§ **WHAT TO WORK ON**
Which of the lines below include the word "blue"? Pull each one out.

START EXCERPTED DATA

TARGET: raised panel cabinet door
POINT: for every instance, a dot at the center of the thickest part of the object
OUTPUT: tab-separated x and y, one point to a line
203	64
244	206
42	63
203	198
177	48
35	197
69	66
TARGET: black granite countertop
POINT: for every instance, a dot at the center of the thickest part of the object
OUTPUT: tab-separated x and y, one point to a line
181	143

END EXCERPTED DATA
START EXCERPTED DATA

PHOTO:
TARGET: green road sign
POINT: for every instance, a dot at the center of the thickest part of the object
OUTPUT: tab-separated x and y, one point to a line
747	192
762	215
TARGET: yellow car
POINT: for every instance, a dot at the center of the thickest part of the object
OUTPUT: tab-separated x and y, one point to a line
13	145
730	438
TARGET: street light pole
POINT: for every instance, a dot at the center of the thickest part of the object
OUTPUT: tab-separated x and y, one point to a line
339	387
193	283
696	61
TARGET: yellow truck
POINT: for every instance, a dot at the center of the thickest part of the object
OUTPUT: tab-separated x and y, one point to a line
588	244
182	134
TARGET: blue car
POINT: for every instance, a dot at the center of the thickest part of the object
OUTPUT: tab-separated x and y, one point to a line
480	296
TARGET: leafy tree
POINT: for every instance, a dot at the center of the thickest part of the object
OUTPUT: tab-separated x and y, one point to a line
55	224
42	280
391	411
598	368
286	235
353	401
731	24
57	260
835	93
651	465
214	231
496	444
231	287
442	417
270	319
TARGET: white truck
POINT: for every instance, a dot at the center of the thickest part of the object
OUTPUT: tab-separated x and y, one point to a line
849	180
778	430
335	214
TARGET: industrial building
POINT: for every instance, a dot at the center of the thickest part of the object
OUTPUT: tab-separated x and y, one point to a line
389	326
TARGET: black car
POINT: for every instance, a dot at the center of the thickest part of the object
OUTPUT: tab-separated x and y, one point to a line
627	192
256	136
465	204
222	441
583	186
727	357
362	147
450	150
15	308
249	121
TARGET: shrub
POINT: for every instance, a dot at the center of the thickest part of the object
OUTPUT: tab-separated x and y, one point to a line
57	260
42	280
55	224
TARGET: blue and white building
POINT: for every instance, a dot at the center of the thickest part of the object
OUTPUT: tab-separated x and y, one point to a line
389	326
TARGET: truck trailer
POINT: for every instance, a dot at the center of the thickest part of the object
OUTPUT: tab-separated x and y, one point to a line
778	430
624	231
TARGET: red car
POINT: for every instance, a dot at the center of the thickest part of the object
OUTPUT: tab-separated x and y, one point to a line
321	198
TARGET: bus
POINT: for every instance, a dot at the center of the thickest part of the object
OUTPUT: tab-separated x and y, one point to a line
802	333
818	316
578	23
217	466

END EXCERPTED DATA
START EXCERPTED DATA

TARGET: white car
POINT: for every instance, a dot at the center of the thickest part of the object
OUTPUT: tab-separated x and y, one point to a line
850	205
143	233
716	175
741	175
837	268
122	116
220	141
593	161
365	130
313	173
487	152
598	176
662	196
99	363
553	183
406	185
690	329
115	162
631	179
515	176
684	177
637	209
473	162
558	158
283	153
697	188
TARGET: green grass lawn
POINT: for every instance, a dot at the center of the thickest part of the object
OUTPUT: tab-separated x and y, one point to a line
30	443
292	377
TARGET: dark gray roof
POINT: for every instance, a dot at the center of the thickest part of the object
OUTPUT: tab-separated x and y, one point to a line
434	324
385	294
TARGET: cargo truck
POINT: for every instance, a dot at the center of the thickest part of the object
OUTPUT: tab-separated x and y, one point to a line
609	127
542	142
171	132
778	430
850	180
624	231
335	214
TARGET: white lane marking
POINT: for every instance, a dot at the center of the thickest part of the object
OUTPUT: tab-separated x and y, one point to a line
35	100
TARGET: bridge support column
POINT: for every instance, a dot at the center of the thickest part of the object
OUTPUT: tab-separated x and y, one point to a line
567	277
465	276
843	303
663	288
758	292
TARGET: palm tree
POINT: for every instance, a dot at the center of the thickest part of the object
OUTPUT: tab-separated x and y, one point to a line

END EXCERPTED DATA

§ **WRITTEN ANSWER**
TARGET: blue car
TARGET: blue and white building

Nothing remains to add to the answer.